= Gösterilen metin =
'''

• uluslararası hukuk kulubü kıbrıs komisyonu üyeleri olarak 1997 yılında kendisi ile ropörtaj yaptığımız sosyoloji hocası. konu, kıbrıs'taki türk ve rum topluluklarının kendilerini psikolojik olarak bağlı gördükleri anavatanlarından soyutlayarak ayrı bir kıbrıs toplumu olma şuuruna sahip olup olamayacakları hakkındaydı. ada toplumu psikoljisinin bu ortak kıbrıs toplumu idealine katkısının sosyoljik yorumlarını rica etmiştik kendisinden. kendisi sorularımıza sözlü olarak yanıt vermenin yanında yazılı olarak sorularımızı almış ve bir de yazılı cevap vermişti. ülkenin böyle hocalara ihtiyacı var deyip tanrıdan rahmet diliyorum kendisine.
  • i.ü. sosyolojinin merhum hocasi.

    merhumun ardindan mahdumlarindan ertan egribel tarafindan, 4-5 eylul 2003 tarihinde duzenlenen baykan sezer'i anma seysinin sunuslari kitaplastirilmistir. baykan sezer ve turk sosyolojisinin sorunlari adli kitap kizil elma yayinlari tarafindan basilmistir.
  • sözde gösterişli dilleriyle ortalığı kasıp kavuran sosyal bilimciler içinde sükûneti, itidali, düşünen ve münzevi haliyle kendini vakfetmiş sosyolog. istanbul sosyoloji geleneğinde bir köşebaşı...

'''

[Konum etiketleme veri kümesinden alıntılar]
'''

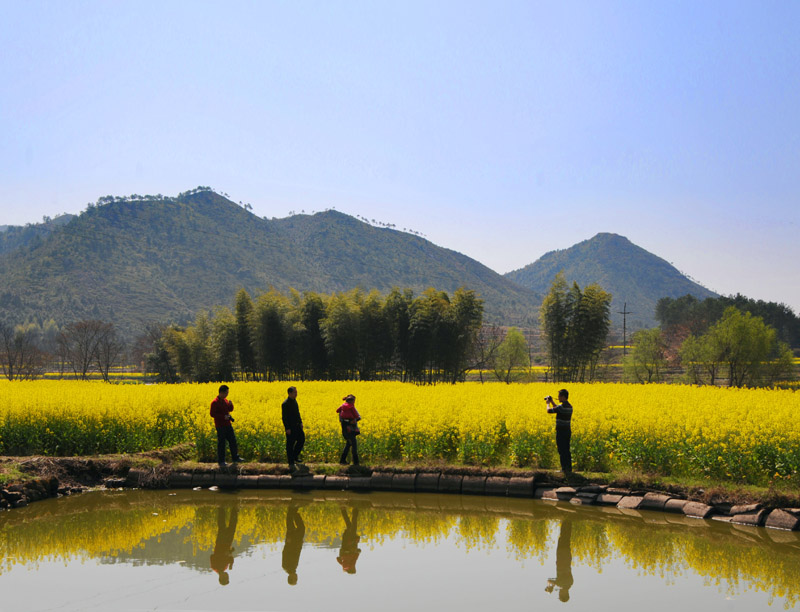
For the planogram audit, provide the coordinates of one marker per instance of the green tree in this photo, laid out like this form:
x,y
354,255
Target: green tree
x,y
512,357
647,360
741,345
270,335
575,324
243,309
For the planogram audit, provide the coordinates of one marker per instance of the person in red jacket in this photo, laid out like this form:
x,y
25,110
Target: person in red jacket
x,y
221,409
348,418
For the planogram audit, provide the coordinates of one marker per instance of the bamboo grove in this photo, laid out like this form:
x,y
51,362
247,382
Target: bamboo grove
x,y
343,336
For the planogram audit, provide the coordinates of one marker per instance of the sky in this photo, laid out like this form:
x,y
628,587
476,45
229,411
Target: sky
x,y
502,130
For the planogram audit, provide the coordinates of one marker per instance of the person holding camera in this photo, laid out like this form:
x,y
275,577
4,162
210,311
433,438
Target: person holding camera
x,y
221,409
563,412
293,424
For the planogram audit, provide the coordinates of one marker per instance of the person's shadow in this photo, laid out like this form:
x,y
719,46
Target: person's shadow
x,y
348,553
563,579
295,534
222,557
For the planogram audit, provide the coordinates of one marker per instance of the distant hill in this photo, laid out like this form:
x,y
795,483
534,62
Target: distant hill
x,y
15,236
146,259
630,273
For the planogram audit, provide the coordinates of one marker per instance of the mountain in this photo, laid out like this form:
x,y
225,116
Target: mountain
x,y
631,274
149,259
16,236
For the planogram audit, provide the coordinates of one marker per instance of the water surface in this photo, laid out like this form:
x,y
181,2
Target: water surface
x,y
278,550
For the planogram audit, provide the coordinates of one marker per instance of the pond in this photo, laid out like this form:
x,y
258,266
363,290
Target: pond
x,y
281,550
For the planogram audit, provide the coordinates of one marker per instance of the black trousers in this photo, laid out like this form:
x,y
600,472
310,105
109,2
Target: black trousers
x,y
563,437
226,434
294,444
350,442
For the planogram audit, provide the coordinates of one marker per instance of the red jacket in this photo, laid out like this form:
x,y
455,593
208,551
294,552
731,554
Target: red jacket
x,y
220,409
348,412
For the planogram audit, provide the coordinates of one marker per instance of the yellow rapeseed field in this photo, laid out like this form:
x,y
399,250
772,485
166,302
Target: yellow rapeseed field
x,y
741,435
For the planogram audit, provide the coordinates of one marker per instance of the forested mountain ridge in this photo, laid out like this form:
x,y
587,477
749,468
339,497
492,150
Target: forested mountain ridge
x,y
630,273
15,236
140,260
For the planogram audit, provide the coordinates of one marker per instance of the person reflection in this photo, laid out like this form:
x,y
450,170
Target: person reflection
x,y
295,534
348,553
222,557
563,579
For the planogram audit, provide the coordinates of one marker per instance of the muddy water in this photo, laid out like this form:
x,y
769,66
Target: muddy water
x,y
268,550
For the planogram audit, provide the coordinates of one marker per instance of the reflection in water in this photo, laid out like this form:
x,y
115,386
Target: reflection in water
x,y
349,551
293,544
563,579
222,557
192,527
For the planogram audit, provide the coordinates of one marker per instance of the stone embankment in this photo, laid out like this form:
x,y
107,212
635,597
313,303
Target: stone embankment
x,y
474,484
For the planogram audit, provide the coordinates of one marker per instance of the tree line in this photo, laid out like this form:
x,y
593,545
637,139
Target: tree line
x,y
427,338
81,348
740,349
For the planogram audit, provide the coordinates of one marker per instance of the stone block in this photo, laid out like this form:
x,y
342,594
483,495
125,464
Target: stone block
x,y
474,485
675,505
203,479
336,482
698,510
584,499
608,499
630,502
744,509
269,481
226,481
654,501
382,481
545,493
427,483
496,485
781,519
450,483
566,493
756,518
520,487
133,479
404,482
249,481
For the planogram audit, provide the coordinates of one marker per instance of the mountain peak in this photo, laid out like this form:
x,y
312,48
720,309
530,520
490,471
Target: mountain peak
x,y
631,274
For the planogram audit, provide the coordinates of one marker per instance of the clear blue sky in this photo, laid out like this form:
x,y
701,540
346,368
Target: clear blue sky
x,y
501,130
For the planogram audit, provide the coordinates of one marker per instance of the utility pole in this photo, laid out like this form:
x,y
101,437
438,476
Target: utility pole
x,y
624,312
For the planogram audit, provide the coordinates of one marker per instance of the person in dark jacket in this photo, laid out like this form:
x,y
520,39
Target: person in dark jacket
x,y
221,409
293,424
563,412
293,545
349,418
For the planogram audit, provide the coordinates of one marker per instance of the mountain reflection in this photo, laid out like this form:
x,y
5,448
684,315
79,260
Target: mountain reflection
x,y
205,531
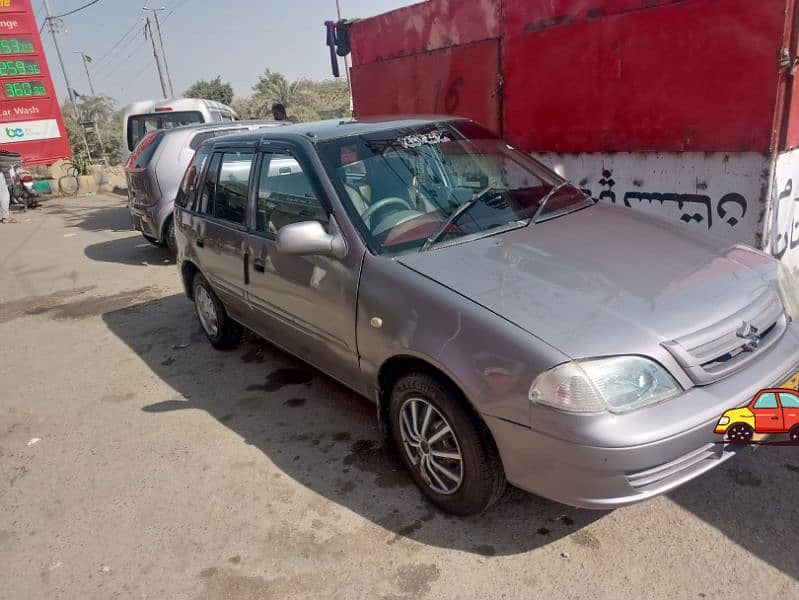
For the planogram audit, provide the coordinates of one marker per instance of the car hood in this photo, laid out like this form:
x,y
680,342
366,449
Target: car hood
x,y
739,413
602,280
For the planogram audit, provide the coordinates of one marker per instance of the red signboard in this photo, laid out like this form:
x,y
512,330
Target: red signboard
x,y
30,116
457,81
584,75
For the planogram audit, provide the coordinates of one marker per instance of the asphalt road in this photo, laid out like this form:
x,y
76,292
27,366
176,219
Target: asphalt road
x,y
137,462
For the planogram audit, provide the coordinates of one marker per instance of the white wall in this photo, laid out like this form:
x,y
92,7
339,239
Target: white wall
x,y
719,193
784,242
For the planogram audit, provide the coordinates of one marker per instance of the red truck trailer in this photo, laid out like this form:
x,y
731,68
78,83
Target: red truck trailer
x,y
30,116
685,109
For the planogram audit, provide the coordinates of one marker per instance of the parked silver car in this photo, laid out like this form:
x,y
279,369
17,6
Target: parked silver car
x,y
157,164
507,327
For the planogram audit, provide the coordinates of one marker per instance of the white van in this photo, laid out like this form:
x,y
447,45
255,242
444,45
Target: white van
x,y
145,116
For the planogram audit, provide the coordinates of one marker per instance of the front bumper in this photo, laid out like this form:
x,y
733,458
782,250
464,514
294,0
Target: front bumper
x,y
590,475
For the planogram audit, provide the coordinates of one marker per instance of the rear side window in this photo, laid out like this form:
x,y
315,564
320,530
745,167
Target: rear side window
x,y
205,203
145,151
230,200
789,400
141,125
188,187
285,195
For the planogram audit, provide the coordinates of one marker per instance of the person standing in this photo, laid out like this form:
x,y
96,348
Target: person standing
x,y
5,201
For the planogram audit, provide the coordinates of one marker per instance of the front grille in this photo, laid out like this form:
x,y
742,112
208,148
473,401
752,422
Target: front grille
x,y
719,350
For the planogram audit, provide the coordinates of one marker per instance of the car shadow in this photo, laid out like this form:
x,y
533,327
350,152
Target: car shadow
x,y
133,250
320,433
99,217
752,500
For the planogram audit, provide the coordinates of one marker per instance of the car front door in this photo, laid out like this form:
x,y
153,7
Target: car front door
x,y
790,410
220,234
768,415
306,304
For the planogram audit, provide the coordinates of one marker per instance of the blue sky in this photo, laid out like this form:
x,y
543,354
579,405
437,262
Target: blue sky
x,y
236,39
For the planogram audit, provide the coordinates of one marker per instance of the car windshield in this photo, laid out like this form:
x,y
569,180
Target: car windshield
x,y
409,189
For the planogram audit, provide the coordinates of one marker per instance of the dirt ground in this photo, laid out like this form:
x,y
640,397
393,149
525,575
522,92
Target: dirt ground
x,y
137,462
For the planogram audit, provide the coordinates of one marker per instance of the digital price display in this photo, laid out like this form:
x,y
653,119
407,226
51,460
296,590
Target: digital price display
x,y
24,89
15,68
17,45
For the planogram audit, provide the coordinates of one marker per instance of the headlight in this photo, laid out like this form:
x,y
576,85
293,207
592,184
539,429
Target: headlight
x,y
617,384
789,290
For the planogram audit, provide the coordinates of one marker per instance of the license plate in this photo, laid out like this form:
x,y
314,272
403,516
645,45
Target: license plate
x,y
792,383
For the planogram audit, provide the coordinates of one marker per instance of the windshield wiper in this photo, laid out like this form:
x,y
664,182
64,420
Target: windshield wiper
x,y
455,215
546,198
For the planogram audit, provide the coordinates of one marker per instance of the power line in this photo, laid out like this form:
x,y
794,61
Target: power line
x,y
174,8
72,12
119,41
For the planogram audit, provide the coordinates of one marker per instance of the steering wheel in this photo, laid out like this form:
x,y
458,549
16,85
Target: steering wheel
x,y
390,201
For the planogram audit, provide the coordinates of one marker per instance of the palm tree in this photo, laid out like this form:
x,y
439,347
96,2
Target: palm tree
x,y
274,87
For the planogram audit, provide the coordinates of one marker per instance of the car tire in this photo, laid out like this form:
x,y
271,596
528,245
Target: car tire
x,y
151,239
169,237
740,433
464,486
222,331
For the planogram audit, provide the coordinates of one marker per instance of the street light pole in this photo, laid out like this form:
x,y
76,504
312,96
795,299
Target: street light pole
x,y
70,91
346,61
148,31
168,77
86,66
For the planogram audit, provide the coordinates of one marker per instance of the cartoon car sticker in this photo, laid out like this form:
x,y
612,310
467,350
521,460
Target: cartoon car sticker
x,y
771,411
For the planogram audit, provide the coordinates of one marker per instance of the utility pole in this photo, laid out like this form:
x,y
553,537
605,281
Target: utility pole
x,y
346,62
148,30
86,61
70,91
163,52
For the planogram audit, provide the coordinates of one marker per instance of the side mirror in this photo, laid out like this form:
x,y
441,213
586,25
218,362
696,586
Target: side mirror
x,y
309,237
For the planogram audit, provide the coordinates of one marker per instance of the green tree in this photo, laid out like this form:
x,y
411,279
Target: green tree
x,y
304,99
211,90
99,111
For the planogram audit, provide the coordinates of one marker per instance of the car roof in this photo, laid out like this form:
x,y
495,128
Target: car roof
x,y
218,125
320,131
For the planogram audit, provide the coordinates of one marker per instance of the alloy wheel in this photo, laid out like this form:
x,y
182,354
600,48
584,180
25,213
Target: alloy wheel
x,y
206,310
740,433
431,445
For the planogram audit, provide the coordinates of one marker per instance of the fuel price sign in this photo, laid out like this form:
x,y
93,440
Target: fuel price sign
x,y
16,68
24,89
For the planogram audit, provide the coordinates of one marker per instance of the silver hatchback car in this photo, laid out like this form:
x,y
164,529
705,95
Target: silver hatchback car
x,y
157,164
508,327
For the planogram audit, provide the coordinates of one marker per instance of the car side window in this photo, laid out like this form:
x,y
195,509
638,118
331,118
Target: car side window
x,y
205,203
285,195
230,199
789,400
767,400
188,187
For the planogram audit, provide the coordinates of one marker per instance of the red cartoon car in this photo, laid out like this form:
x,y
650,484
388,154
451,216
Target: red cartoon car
x,y
773,410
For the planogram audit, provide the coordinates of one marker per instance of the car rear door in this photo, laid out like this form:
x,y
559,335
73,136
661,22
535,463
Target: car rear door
x,y
790,409
142,186
220,234
306,304
768,415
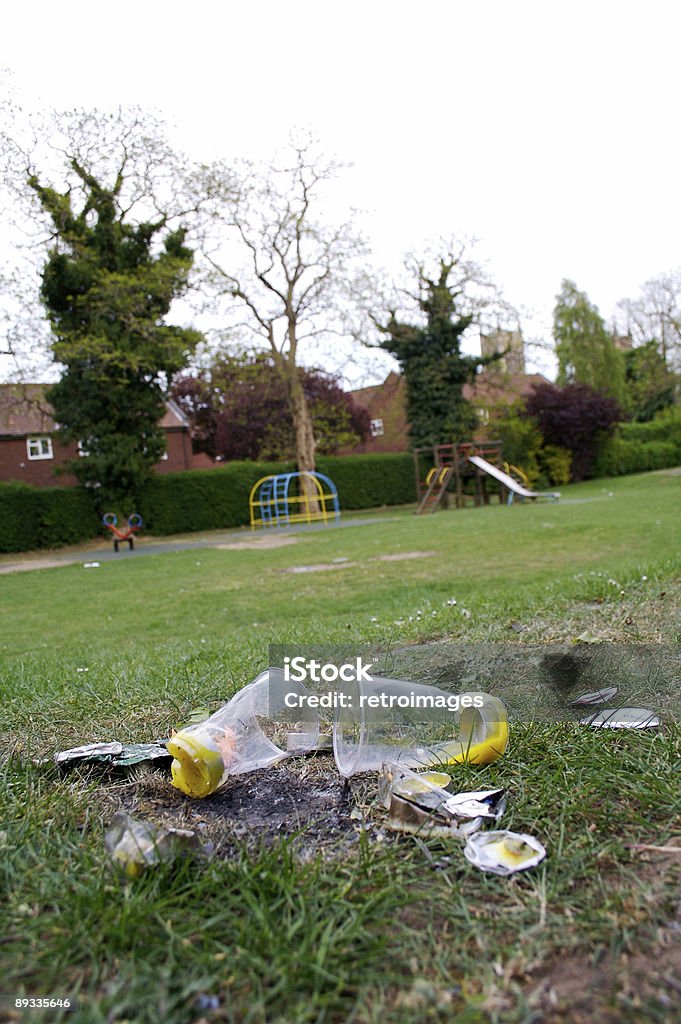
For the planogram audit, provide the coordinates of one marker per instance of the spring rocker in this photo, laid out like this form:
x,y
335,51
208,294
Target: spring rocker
x,y
272,503
110,520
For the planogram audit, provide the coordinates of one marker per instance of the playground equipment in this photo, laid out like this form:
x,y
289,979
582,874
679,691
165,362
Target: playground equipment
x,y
272,504
437,481
514,488
110,520
452,462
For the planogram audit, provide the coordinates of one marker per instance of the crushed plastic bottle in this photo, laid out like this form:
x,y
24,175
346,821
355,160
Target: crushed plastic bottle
x,y
249,732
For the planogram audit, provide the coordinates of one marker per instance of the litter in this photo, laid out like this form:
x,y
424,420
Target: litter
x,y
115,754
421,803
88,752
599,696
298,742
420,726
135,845
426,788
504,852
623,718
484,804
250,732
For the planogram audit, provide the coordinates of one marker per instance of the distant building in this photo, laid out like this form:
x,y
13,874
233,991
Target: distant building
x,y
509,342
31,451
386,404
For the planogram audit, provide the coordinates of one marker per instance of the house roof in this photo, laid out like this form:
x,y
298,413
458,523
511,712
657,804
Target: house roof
x,y
24,411
488,388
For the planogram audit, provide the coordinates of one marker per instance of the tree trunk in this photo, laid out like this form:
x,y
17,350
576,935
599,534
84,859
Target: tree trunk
x,y
304,434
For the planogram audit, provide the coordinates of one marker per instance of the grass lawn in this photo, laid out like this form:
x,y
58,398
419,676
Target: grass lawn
x,y
384,928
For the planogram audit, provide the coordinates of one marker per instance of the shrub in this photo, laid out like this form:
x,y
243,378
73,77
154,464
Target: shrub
x,y
575,417
555,463
45,517
620,456
666,427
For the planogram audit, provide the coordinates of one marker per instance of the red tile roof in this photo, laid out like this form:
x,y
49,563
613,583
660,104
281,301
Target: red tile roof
x,y
25,411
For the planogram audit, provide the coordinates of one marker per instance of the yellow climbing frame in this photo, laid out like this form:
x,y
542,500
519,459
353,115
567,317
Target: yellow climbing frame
x,y
271,505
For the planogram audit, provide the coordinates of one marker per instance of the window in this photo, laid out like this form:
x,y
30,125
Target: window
x,y
39,448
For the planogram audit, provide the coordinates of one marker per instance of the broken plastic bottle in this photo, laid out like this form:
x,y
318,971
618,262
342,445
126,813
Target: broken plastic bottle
x,y
249,732
416,725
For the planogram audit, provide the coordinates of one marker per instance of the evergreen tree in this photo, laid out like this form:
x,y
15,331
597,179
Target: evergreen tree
x,y
108,287
586,350
430,358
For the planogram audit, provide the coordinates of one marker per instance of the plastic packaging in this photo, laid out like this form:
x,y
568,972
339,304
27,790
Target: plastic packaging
x,y
417,726
250,732
422,804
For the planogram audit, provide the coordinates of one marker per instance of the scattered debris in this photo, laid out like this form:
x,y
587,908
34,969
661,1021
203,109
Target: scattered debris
x,y
250,732
397,779
484,804
599,696
421,803
413,815
115,754
88,752
623,718
136,845
504,852
298,742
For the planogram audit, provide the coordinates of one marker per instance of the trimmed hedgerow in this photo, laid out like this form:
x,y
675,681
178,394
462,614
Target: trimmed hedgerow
x,y
366,481
45,517
618,457
203,499
217,499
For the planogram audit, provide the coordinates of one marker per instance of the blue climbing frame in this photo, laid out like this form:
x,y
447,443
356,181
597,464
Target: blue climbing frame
x,y
271,503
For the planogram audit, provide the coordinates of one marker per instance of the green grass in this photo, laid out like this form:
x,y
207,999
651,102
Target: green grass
x,y
395,930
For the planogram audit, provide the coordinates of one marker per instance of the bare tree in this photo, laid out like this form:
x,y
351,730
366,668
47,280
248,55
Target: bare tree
x,y
654,315
285,268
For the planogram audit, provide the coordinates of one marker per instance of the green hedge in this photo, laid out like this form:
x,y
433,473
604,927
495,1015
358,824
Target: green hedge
x,y
203,499
44,517
367,481
619,456
198,500
666,427
217,499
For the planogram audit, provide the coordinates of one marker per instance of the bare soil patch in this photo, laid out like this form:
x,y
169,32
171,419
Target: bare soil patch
x,y
303,799
254,545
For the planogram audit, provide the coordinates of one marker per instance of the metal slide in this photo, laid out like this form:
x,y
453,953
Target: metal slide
x,y
511,485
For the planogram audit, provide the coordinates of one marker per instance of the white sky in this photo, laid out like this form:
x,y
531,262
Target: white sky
x,y
547,130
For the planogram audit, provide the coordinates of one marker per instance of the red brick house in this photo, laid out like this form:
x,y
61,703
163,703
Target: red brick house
x,y
32,453
386,404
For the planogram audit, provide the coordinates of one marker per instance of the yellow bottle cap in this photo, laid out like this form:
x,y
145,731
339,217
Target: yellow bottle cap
x,y
483,753
198,769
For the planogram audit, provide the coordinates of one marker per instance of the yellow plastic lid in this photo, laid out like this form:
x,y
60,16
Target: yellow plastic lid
x,y
482,753
198,769
410,786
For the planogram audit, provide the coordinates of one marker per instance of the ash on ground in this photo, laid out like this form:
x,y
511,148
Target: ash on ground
x,y
301,799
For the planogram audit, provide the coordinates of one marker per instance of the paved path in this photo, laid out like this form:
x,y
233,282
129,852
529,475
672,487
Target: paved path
x,y
238,540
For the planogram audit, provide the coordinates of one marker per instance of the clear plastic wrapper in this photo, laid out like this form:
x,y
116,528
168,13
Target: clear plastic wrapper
x,y
250,732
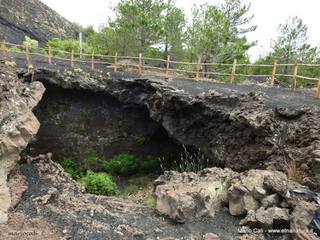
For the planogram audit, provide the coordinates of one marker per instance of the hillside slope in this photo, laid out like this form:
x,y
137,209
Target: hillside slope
x,y
34,19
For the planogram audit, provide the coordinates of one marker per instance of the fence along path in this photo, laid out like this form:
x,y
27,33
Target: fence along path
x,y
139,63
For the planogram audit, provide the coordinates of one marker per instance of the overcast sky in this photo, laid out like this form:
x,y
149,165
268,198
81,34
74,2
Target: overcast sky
x,y
268,15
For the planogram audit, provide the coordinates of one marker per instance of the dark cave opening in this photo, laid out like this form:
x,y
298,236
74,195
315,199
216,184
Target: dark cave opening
x,y
75,121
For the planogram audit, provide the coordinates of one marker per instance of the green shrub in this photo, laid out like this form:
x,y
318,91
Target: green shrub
x,y
61,47
123,164
99,183
150,201
91,158
15,49
150,165
30,43
138,139
128,165
130,190
191,160
69,166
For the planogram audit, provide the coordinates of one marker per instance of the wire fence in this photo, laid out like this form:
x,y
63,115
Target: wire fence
x,y
230,72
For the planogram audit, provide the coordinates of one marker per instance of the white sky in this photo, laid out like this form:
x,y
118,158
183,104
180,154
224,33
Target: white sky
x,y
268,15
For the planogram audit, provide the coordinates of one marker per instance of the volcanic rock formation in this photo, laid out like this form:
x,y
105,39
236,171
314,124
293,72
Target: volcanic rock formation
x,y
239,131
18,125
34,19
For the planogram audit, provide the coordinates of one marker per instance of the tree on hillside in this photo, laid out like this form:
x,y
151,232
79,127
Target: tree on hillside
x,y
211,36
238,14
291,45
172,28
292,42
138,22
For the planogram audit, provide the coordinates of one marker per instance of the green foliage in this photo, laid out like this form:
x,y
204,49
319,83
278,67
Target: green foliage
x,y
143,181
31,44
15,49
139,21
123,164
150,201
191,160
138,139
99,183
91,158
212,37
69,166
130,190
85,116
128,165
63,48
291,45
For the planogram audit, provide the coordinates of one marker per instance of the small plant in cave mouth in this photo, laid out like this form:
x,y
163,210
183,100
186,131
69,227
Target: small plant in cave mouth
x,y
190,161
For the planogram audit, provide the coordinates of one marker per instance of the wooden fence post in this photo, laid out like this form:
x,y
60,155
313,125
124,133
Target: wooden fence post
x,y
140,63
50,55
92,61
72,58
4,51
294,79
274,71
318,89
233,74
168,66
115,62
198,69
27,54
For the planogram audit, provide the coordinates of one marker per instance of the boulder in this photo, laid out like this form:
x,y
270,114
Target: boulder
x,y
273,215
18,126
186,196
211,236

'''

= Yapmanız gereken =
Lütfen Baykan Sezer hakkındaki metinden "merhumun ardindan mahdumlarindan" ile "yayinlari tarafindan basilmistir." arasındaki bölümü, iki uç da dahil olmak üzere hiç değiştirmeden kopyalayın.

= Çıktı aşağıda =
merhumun ardindan mahdumlarindan ertan egribel tarafindan, 4-5 eylul 2003 tarihinde duzenlenen baykan sezer'i anma seysinin sunuslari kitaplastirilmistir. baykan sezer ve turk sosyolojisinin sorunlari adli kitap kizil elma yayinlari tarafindan basilmistir.